A COUPLE from Malaga say they are trapped in Ukraine with their surrogate baby because Spanish authorities refuse to register the child.
The family, who have not been identified, say they are stuck in limbo and have no idea if or when they will be able to return with their son.
They arrived in Kiev five weeks ago prepared to receive their little boy, and are still there. The parents say were told by the agency organising the adoption that the Spanish consulate was taking time to give couples an appointment for the registration process, but they never dreamt it would be this long.
Speaking to a national Spanish newspaper, the distraught couple were given the impression they would be seen within three weeks.
And are quoted as saying that all they want ‘is to go home with our son’, adding that they ‘have not committed any illegality’ and their ‘baby is Spanish’.
The process of registering a child born from a surrogate parent usually involves the father having a paternity test, analysed at a laboratory in Madrid, before presenting the results to a consular civil registrar who would register the child and issue a passport.
But at the beginning of July the consulate stopped processing the documentation of babies born from surrogacy, apparently arguing that paternity tests violate the new Data Protection Act of the European Union, in force since May.

(Source data)
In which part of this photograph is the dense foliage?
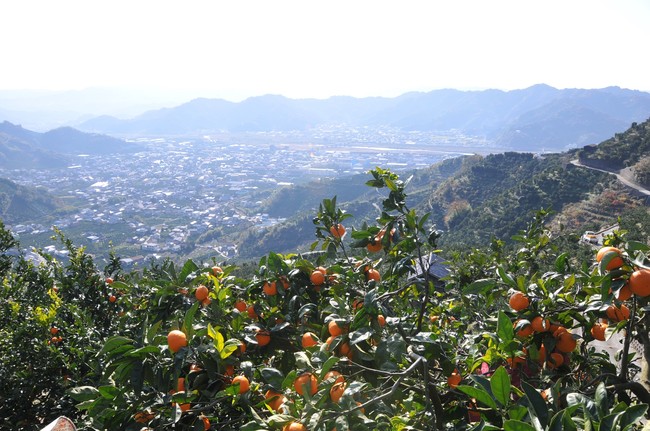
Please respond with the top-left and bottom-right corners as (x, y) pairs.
(578, 121), (650, 169)
(0, 168), (650, 431)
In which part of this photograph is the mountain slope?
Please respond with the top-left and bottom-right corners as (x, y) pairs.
(0, 121), (140, 169)
(0, 178), (62, 223)
(233, 121), (650, 257)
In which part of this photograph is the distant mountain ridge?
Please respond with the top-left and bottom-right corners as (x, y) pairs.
(0, 121), (139, 169)
(79, 84), (650, 151)
(0, 178), (63, 223)
(232, 120), (650, 257)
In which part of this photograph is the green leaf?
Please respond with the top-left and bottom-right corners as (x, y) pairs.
(97, 335), (134, 356)
(521, 381), (549, 428)
(208, 323), (225, 353)
(497, 310), (515, 343)
(594, 382), (608, 418)
(562, 408), (578, 431)
(181, 301), (200, 340)
(555, 253), (569, 272)
(68, 386), (100, 402)
(260, 367), (284, 391)
(490, 366), (510, 407)
(462, 278), (496, 295)
(219, 338), (241, 359)
(178, 259), (199, 284)
(318, 356), (340, 380)
(98, 385), (120, 400)
(625, 241), (650, 255)
(124, 346), (160, 359)
(508, 405), (528, 421)
(497, 266), (517, 288)
(503, 419), (536, 431)
(566, 392), (598, 419)
(456, 385), (497, 410)
(619, 404), (648, 429)
(349, 327), (373, 345)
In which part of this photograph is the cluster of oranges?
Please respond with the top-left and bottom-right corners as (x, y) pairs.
(508, 291), (578, 369)
(590, 250), (650, 341)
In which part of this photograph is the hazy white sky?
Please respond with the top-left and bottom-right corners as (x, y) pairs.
(0, 0), (650, 100)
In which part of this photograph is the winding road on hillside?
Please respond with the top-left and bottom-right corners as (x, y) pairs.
(571, 159), (650, 196)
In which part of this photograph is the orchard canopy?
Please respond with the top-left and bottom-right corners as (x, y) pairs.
(0, 168), (650, 431)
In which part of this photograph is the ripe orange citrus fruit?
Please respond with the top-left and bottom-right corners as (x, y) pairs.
(301, 332), (318, 349)
(339, 343), (352, 359)
(530, 316), (551, 332)
(605, 304), (630, 322)
(293, 373), (318, 395)
(546, 352), (564, 369)
(133, 411), (155, 424)
(235, 299), (246, 313)
(330, 223), (345, 238)
(167, 329), (187, 353)
(282, 422), (307, 431)
(232, 374), (250, 394)
(330, 382), (347, 403)
(537, 343), (546, 364)
(246, 305), (259, 319)
(591, 322), (607, 341)
(327, 320), (343, 337)
(513, 320), (534, 338)
(616, 283), (641, 301)
(176, 377), (185, 392)
(447, 370), (463, 389)
(264, 389), (286, 412)
(366, 268), (381, 282)
(508, 292), (530, 311)
(323, 370), (345, 383)
(551, 332), (578, 356)
(255, 329), (271, 347)
(194, 285), (210, 301)
(628, 268), (650, 297)
(309, 270), (325, 286)
(262, 281), (278, 296)
(366, 237), (383, 253)
(596, 247), (624, 271)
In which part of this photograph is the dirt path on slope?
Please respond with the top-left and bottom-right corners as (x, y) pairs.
(571, 159), (650, 196)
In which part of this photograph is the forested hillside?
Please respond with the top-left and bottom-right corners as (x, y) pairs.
(233, 122), (650, 256)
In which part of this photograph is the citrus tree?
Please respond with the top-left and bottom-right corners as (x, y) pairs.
(1, 168), (650, 431)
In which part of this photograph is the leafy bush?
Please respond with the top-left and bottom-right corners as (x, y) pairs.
(2, 168), (650, 431)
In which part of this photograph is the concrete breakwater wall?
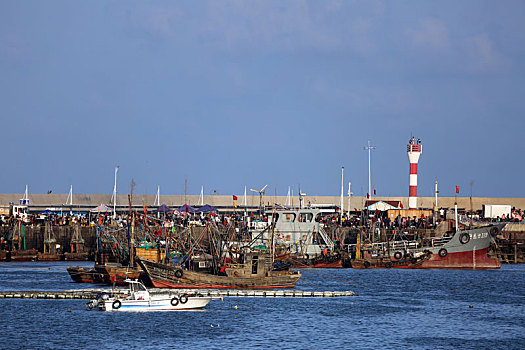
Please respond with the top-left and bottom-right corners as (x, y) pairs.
(0, 225), (97, 253)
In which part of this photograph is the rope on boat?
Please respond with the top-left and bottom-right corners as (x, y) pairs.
(447, 269), (525, 292)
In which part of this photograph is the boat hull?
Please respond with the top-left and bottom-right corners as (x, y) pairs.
(352, 225), (503, 270)
(138, 259), (301, 289)
(100, 297), (213, 312)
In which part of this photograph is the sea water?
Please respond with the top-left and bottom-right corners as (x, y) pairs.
(0, 262), (525, 349)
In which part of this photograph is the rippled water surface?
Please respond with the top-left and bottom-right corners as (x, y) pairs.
(0, 262), (525, 349)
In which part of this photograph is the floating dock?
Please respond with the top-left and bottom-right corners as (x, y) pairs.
(0, 289), (355, 299)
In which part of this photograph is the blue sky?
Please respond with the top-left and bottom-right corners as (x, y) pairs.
(0, 0), (525, 197)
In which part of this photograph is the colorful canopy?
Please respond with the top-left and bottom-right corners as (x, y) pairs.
(196, 204), (219, 213)
(90, 204), (113, 213)
(177, 204), (196, 213)
(157, 204), (171, 213)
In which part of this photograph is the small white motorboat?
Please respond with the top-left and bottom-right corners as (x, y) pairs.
(86, 279), (222, 311)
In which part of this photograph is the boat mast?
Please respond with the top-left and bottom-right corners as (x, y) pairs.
(112, 166), (119, 219)
(363, 140), (376, 199)
(339, 166), (345, 225)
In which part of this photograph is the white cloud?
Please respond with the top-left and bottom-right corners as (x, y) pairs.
(407, 18), (450, 50)
(466, 34), (504, 70)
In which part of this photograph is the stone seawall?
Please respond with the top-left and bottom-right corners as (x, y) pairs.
(0, 225), (97, 253)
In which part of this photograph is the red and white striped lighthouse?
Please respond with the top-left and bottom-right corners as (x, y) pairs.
(407, 137), (423, 209)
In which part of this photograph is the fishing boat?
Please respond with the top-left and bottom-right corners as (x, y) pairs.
(252, 208), (349, 268)
(38, 219), (63, 261)
(137, 252), (301, 289)
(86, 279), (221, 311)
(6, 219), (38, 261)
(352, 224), (505, 270)
(64, 225), (89, 261)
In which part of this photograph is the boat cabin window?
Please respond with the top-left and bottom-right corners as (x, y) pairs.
(130, 283), (147, 292)
(299, 213), (314, 222)
(283, 213), (295, 222)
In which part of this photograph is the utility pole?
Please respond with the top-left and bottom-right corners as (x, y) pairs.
(363, 140), (376, 198)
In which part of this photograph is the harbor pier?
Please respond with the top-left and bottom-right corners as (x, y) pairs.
(0, 288), (355, 299)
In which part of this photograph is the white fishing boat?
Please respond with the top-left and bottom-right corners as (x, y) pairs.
(86, 279), (221, 311)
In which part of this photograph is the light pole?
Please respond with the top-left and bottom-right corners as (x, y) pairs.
(363, 140), (376, 198)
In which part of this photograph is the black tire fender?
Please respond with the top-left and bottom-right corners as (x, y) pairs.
(459, 232), (470, 244)
(111, 299), (122, 310)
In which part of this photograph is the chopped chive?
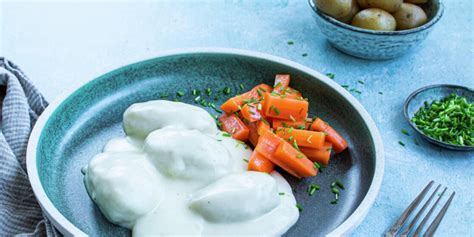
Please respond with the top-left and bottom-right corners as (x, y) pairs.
(326, 73), (336, 79)
(296, 203), (303, 212)
(336, 179), (344, 189)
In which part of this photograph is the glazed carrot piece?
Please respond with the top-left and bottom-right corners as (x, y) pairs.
(254, 132), (284, 159)
(284, 87), (303, 99)
(262, 93), (308, 120)
(247, 151), (275, 173)
(311, 118), (347, 153)
(221, 96), (243, 114)
(219, 114), (250, 141)
(270, 141), (317, 177)
(272, 119), (305, 129)
(273, 74), (290, 95)
(245, 122), (259, 147)
(300, 142), (332, 165)
(276, 128), (326, 148)
(240, 103), (262, 122)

Required actions
(1) In the article about the Malaga couple, how long ago did they arrive in Kiev?
(2) Resume the article about the Malaga couple and their surrogate baby, starting right after its last sentence.
These rows come from a different source than the article.

Numbered answers
(1) Five weeks ago.

(2)
Spanish authorities are reported to have claimed that DNA is a sensitive material that can’t be taken according to the new regulations.
The Ukraine is one of the few countries in Europe where surrogacy is regulated by law and open to foreigners.
The Malagan mother, who only wants to come home with her son, told the press, that she does ‘not understand this change of government overnight, without warning’, adding that they are not alone and will not be the last.
It has been claimed there are 20 Spanish families who are stuck in Ukraine with their surrogate babies born before the refusal of the consular authorities of Spain to register the newborns.
Their plight remains as it is unclear how or when a solution will be found.
While the agency is covering costs incurred by the stranded family, there are concerns about health issues such as vaccinations.